» Excerpts of pointing data:

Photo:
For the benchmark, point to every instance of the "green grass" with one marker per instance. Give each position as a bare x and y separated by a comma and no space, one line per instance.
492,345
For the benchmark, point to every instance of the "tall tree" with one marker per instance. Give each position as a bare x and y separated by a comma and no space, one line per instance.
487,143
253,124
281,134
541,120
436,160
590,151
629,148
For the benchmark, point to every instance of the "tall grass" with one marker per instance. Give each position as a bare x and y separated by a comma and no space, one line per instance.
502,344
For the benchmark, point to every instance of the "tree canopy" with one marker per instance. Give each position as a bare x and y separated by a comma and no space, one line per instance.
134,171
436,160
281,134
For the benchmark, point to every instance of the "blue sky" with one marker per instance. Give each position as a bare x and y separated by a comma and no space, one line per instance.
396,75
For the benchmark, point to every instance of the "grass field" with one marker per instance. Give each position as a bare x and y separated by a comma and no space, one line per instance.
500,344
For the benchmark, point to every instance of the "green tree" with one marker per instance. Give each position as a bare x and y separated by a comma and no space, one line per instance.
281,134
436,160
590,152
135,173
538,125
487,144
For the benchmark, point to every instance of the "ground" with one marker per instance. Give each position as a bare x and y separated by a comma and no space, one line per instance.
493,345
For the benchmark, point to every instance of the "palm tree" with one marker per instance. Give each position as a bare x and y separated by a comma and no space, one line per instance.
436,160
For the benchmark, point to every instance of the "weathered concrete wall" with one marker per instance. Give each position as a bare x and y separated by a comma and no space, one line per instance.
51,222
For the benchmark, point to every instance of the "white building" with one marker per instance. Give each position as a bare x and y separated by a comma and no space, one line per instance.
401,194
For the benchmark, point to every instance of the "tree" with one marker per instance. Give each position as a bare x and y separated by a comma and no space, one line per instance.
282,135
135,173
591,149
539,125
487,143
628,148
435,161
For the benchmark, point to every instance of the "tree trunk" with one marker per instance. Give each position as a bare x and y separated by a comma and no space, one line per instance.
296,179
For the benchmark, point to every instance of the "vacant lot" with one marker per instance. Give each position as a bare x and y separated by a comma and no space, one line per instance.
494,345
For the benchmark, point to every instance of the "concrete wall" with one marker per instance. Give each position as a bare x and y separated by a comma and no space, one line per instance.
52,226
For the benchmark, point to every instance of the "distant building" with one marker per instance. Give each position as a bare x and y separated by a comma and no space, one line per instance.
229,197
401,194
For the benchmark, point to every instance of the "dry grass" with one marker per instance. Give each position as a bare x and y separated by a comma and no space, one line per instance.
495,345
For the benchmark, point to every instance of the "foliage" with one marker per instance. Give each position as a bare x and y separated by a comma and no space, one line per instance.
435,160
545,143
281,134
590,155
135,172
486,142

» TASK TO COMPLETE: Repeat each record exactly, leaving nothing out.

» FINAL RESULT:
Photo:
For the benchmark, point to every instance of the "green grass" with one marker per instance. Give each position as a bare x and y separated by a comma and no space, one line per instance.
492,345
For the benchmark, point to every instance of the "tall tree" with one marker per instance. Give each position as a bare x and y separated by a comma and no space, one line per instance.
487,143
253,124
281,134
541,120
436,160
590,151
629,148
For the benchmark, point to every instance of the "tall grass" with one marker per instance. Give each position as a bare x and y separated by a comma and no space, one line per instance.
502,344
For the benchmark, point to every instance of the "tree canopy" with one marker per instance. Give each position as a bare x and y separated by a comma and no space, one line per instance.
134,171
436,160
281,134
For the benchmark, point to every instance of the "blue sky" with one marker per instance. Give each position as a bare x and y separated by a comma and no space, one line per instance.
396,75
For the benchmark, point to every instance of the "grass field" with one marker per instance. Give each position as a bare x and y separated by a comma and no space, one line per instance.
500,344
For the benchmark, point to every instance of the "green tree" with one marker per instance. Give each position as a bare x and y separated by a comma and no space, one line per instance.
281,134
436,160
590,152
135,173
538,125
487,144
For the benchmark, point to every instance of the "ground" with one marker per instance. Give each position as a bare x and y separated by a comma and no space, one line per instance.
493,345
For the benchmark, point to every instance of the "palm tree" with one marker per instance. Give each position as a bare x and y separated by a comma and no space, one line per instance.
436,160
For the benchmark, point to every instance of the "weathered concrete wall" with one marker per instance. Give each position as a bare x and y separated by a comma and no space, one line per instance.
51,222
For the benchmark, point to every instance of the "white building" with one marker per instance. Give each position as a bare x and y separated by a comma and no space, one line per instance.
401,194
For the benchmark, point to every instance of the "tree" with one marker per instance. Give each position as a bare x and y separated by a comma and no space, one line per instance.
282,135
135,173
591,149
539,125
487,143
628,148
435,161
For the benchmark, point to every instance of the "tree trunk" with one marker per instance. Give each position as a bare x and y separated by a comma and no space, one line per instance.
296,179
For the benchmark, point to every instance of the "vacant lot" with one marker per instance. Give each position as a bare x and y separated by a comma and no space, one line per instance.
494,345
For the benchmark, point to every instance of the "concrete wall" with one marker per instance. Give each position as a bare x and y separated by a comma and no space, one line per instance.
52,226
For the benchmark, point to every instance of the "distant building" with one marker per instance. Give each position as a bare x and y separated by a comma and no space, one line per instance.
229,197
401,194
For the benchmark, point to every instance of the "dry grass" with one marker per instance. Give each position as a bare x and y separated by a comma and no space, one line per instance.
495,345
For the benchmark, point to every instance of the "foliage" with one marker per instance. Give each position as a bare x and y separated by a comma and no space, one line per instance.
435,160
545,143
281,134
590,155
135,172
486,142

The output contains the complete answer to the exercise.